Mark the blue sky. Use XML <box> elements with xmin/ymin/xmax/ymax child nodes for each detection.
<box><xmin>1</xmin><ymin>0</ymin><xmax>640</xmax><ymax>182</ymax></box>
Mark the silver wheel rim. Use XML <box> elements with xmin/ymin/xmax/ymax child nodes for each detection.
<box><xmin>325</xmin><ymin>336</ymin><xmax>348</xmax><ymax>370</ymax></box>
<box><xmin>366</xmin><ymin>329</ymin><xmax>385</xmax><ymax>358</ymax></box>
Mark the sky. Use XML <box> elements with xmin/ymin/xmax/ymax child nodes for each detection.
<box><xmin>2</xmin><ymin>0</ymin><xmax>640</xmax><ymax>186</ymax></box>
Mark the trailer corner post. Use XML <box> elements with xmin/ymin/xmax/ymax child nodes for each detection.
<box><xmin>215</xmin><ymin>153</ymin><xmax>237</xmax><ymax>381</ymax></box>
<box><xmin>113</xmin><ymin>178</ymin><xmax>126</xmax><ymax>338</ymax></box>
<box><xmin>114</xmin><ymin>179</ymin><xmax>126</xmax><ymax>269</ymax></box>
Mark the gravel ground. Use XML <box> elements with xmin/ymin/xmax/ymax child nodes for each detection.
|---|
#### PROBLEM TO WORK ON
Copy exactly, word for word, the line with "Mark the trailer" through the final line of the listing.

#### SOLUTION
Mark the trailer corner post. Use XML <box> elements with xmin/ymin/xmax/ymax child nodes for each detection.
<box><xmin>215</xmin><ymin>153</ymin><xmax>237</xmax><ymax>381</ymax></box>
<box><xmin>113</xmin><ymin>178</ymin><xmax>126</xmax><ymax>338</ymax></box>
<box><xmin>114</xmin><ymin>179</ymin><xmax>126</xmax><ymax>269</ymax></box>
Mark the gravel ground. Use XML <box> elements with xmin/ymin/xmax/ymax child nodes for each detection.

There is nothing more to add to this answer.